- **EXERCISE BRIEF**
Arrange the part of the data below that opens with the line containing "Pick out each instance of the realtor" and closes with the line containing "x=372 y=194", both ends included, as a Markdown table with the columns Row and Line. Number each line, leave out blank lines, and include no other lines.

- **MATERIAL SUPPLIED**
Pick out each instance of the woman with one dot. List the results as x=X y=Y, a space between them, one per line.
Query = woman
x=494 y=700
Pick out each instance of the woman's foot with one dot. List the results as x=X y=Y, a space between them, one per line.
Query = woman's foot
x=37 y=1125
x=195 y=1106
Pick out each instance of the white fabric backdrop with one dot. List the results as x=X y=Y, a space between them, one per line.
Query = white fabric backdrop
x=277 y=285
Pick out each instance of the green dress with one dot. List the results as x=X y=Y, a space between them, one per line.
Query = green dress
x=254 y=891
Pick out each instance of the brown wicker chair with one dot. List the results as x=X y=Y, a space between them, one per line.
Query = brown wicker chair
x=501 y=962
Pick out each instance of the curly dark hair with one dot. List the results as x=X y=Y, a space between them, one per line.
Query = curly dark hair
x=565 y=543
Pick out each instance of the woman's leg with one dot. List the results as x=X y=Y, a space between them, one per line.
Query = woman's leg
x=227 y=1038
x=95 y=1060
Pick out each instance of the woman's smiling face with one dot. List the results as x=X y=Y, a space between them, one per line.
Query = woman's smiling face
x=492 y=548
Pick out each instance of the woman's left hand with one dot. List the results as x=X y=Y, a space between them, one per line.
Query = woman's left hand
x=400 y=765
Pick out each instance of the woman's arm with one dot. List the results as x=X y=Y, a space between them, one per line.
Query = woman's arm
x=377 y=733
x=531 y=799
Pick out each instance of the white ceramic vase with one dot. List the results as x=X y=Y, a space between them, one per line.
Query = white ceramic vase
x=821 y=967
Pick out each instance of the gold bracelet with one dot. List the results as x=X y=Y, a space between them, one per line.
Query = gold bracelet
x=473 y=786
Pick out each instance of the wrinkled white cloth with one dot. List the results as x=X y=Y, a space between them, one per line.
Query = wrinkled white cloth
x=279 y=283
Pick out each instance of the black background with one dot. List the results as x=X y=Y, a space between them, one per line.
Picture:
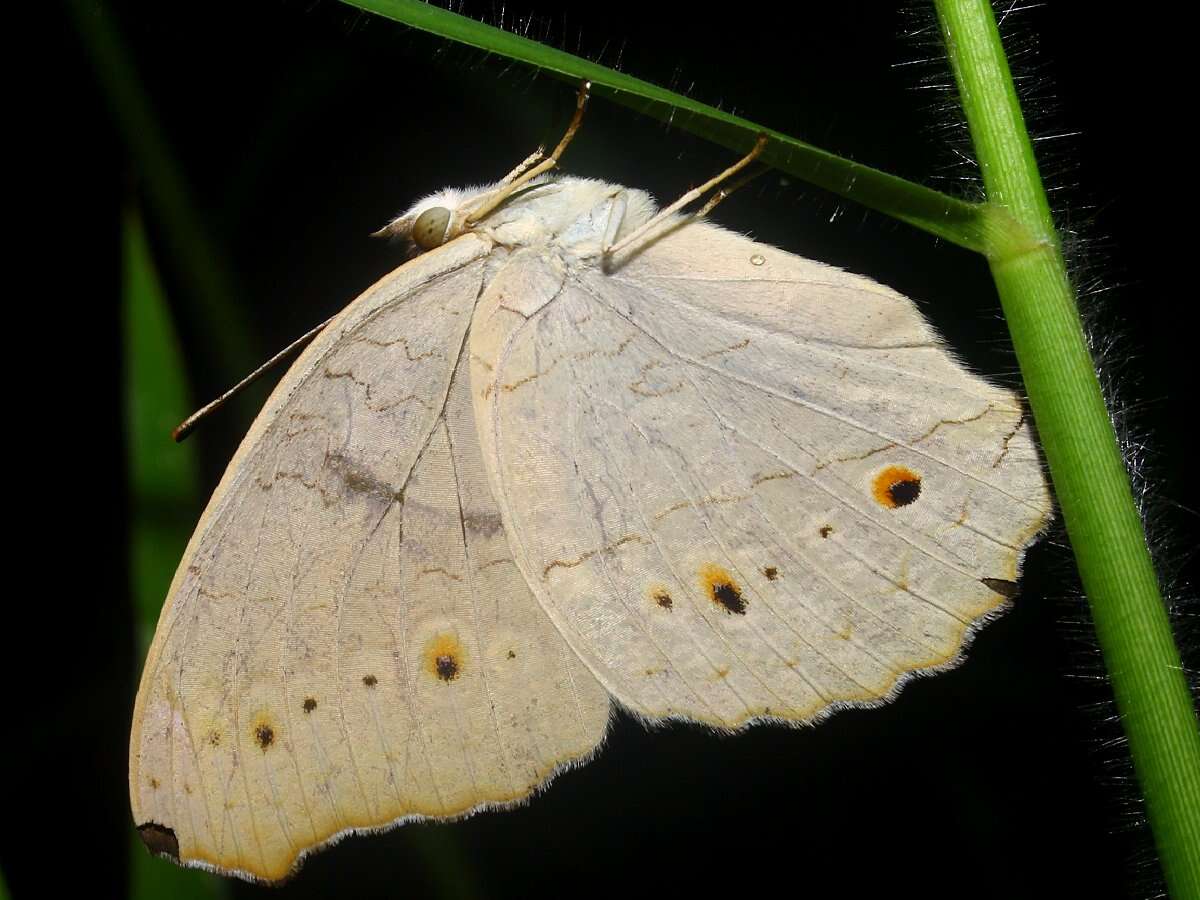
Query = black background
x=303 y=126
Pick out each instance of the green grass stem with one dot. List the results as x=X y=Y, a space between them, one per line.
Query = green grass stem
x=1081 y=449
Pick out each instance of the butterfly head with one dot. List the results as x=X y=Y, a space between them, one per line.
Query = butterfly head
x=433 y=220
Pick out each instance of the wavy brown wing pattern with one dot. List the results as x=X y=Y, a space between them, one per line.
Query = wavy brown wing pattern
x=348 y=642
x=744 y=484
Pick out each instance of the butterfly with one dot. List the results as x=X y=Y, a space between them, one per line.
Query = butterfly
x=576 y=454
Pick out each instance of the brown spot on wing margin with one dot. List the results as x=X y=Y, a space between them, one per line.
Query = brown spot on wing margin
x=160 y=840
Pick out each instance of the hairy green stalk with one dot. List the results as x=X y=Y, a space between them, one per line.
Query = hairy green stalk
x=1081 y=449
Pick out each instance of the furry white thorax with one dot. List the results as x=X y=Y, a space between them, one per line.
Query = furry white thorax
x=573 y=213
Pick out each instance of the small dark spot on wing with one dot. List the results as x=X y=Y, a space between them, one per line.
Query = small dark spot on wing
x=723 y=589
x=1003 y=587
x=264 y=735
x=160 y=840
x=663 y=598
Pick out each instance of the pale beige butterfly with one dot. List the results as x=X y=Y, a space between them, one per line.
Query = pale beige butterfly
x=553 y=463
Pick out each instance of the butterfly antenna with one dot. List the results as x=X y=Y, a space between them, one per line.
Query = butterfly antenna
x=185 y=427
x=694 y=195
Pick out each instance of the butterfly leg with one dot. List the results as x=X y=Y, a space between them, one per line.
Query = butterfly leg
x=691 y=196
x=522 y=174
x=532 y=159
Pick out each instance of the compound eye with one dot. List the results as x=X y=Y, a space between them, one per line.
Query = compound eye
x=430 y=228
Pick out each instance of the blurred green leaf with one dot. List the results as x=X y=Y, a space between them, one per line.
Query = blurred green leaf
x=163 y=496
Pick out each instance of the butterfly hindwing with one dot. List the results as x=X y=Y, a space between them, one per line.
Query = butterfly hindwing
x=347 y=641
x=763 y=486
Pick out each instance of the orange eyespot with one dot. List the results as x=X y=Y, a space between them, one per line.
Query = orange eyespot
x=897 y=486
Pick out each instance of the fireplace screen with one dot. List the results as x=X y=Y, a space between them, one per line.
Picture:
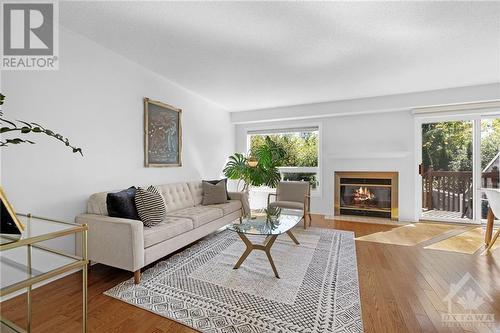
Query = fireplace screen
x=365 y=196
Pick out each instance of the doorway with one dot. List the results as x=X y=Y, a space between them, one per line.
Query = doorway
x=459 y=158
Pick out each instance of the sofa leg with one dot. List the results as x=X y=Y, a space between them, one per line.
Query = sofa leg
x=137 y=276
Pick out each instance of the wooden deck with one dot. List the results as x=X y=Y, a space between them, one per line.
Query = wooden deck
x=435 y=214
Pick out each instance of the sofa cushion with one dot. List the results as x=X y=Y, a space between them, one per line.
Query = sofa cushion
x=150 y=206
x=122 y=204
x=214 y=193
x=228 y=207
x=169 y=228
x=199 y=215
x=287 y=204
x=196 y=191
x=97 y=204
x=177 y=196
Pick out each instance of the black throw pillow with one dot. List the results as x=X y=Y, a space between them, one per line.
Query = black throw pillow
x=122 y=204
x=215 y=182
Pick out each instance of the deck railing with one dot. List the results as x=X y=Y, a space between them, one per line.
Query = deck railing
x=452 y=190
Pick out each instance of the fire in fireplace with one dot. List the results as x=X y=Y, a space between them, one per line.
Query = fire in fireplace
x=366 y=194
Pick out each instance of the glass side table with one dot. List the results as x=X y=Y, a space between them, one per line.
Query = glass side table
x=26 y=260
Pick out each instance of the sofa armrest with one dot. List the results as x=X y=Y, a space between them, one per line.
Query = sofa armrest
x=243 y=197
x=114 y=241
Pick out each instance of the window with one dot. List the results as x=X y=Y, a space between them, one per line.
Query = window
x=301 y=145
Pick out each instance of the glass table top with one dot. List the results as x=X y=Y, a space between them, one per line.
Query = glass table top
x=35 y=227
x=261 y=225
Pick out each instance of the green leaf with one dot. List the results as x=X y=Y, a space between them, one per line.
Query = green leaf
x=25 y=123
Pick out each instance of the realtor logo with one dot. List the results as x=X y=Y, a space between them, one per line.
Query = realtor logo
x=29 y=36
x=468 y=305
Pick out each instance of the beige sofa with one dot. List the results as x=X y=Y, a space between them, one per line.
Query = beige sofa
x=127 y=244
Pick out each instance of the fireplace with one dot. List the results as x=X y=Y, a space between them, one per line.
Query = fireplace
x=372 y=194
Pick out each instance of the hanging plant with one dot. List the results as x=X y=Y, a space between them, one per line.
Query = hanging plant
x=24 y=127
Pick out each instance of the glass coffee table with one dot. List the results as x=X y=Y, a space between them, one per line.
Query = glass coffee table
x=271 y=228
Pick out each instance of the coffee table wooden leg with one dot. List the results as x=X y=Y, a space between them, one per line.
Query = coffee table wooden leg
x=267 y=249
x=247 y=251
x=292 y=236
x=489 y=227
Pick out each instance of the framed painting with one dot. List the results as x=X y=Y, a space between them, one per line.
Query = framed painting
x=162 y=134
x=9 y=223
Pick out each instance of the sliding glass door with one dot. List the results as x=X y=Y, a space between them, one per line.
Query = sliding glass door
x=490 y=158
x=447 y=170
x=459 y=158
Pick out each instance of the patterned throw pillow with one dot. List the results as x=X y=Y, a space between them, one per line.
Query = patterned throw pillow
x=150 y=206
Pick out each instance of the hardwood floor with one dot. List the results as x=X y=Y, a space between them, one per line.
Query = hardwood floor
x=402 y=290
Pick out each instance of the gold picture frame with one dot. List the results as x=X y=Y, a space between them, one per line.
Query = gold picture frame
x=10 y=222
x=162 y=134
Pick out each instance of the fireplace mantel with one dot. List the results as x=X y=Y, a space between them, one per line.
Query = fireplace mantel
x=366 y=193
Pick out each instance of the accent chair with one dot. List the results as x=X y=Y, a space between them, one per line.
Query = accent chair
x=293 y=195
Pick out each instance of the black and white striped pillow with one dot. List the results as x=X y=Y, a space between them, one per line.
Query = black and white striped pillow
x=150 y=206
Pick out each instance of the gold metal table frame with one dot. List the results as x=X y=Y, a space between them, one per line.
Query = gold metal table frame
x=265 y=246
x=30 y=243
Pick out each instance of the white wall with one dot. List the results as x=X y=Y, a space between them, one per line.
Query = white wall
x=368 y=140
x=95 y=99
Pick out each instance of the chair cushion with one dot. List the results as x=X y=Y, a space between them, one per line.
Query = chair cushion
x=200 y=215
x=229 y=207
x=169 y=228
x=287 y=204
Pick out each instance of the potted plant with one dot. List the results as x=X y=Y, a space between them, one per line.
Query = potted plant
x=261 y=168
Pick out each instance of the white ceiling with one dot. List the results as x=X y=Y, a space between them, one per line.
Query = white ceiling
x=251 y=55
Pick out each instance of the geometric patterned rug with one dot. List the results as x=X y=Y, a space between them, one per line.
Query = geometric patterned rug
x=318 y=289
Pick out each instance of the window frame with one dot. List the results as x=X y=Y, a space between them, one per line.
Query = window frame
x=318 y=191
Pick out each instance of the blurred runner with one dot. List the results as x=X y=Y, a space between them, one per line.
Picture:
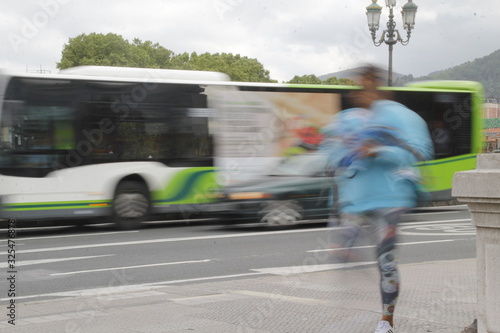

- **SOLUTION FOR THIS TASK**
| Row | Line |
|---|---|
| 1 | Pick out each instance of the realtor logo with one dot. List the results as x=X y=Y, a space between them, one per line. |
| 2 | Query = realtor logo |
| 3 | x=29 y=36 |
| 4 | x=468 y=305 |
| 5 | Pick out each instance of the beige sofa with one dot. List the results as x=X y=Y, a space between them, one per line. |
| 6 | Query = beige sofa |
| 7 | x=127 y=244 |
| 8 | Pick out each instance of the fireplace with one dot. List the results as x=X y=Y, a space between them, one per line. |
| 9 | Query = fireplace |
| 10 | x=372 y=194 |